THE DATA below:

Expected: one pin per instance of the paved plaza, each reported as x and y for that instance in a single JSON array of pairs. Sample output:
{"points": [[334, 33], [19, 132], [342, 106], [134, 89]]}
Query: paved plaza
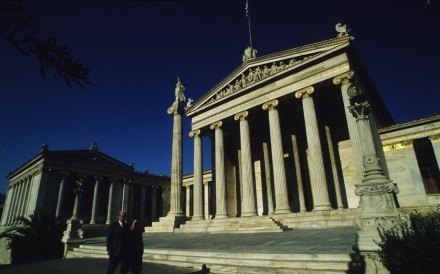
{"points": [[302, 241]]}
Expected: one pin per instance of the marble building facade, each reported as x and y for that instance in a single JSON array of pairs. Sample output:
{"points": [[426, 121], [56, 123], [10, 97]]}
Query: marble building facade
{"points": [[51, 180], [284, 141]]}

End of THE DATA.
THE DATA below:

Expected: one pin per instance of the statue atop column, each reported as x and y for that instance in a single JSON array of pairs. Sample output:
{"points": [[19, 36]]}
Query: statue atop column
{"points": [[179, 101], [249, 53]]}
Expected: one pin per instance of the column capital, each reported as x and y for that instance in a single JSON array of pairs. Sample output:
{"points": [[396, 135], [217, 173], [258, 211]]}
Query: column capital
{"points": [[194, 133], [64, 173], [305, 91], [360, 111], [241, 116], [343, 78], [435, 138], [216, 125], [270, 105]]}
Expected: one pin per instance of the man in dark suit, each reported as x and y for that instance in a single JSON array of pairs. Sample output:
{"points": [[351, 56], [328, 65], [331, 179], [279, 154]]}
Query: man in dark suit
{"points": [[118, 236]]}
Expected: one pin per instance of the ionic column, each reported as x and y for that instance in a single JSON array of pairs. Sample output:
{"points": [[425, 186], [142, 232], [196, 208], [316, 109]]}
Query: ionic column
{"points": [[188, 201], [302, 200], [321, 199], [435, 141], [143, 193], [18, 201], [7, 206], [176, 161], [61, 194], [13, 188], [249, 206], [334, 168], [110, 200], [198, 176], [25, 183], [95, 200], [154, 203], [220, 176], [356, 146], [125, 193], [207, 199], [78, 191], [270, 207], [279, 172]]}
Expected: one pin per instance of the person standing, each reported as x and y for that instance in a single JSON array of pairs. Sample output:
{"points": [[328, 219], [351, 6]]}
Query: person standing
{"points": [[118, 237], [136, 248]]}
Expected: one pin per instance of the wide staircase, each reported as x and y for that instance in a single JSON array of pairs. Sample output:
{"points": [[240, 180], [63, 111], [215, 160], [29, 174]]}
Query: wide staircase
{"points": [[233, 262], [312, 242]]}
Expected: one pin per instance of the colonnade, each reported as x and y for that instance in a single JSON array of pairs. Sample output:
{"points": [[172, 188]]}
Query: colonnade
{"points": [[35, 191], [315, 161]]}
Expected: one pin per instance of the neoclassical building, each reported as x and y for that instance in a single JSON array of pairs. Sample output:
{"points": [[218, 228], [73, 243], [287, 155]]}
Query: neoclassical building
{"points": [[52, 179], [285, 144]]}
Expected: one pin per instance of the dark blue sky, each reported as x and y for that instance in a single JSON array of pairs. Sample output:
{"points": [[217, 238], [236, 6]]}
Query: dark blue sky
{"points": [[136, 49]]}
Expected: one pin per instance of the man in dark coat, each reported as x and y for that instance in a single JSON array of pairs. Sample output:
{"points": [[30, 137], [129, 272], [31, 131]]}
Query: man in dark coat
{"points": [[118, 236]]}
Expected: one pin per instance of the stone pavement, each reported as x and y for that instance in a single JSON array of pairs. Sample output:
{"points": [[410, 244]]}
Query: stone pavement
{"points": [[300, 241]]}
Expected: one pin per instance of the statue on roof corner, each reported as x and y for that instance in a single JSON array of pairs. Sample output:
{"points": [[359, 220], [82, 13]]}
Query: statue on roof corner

End of THE DATA.

◆ **WHAT NEEDS TO BE DONE**:
From the records above, give again exactly the lines running from the line with "Query: man in dark coat" to the line with "Query: statue on roof corner", inclusive.

◆ **SOLUTION TO THE PROBLEM**:
Query: man in dark coat
{"points": [[118, 236]]}
Expected: one pin per instance of the stone pavement, each reported as x and y for that instance in a single JSON array of pairs. Sample output:
{"points": [[410, 244]]}
Query: stone pavement
{"points": [[300, 241]]}
Expected: one pin per instance of the statue on roof corner, each reported as x and y for that instance in a single JSON array of pairs. Sample output:
{"points": [[359, 220], [82, 13]]}
Query: statue on roof corner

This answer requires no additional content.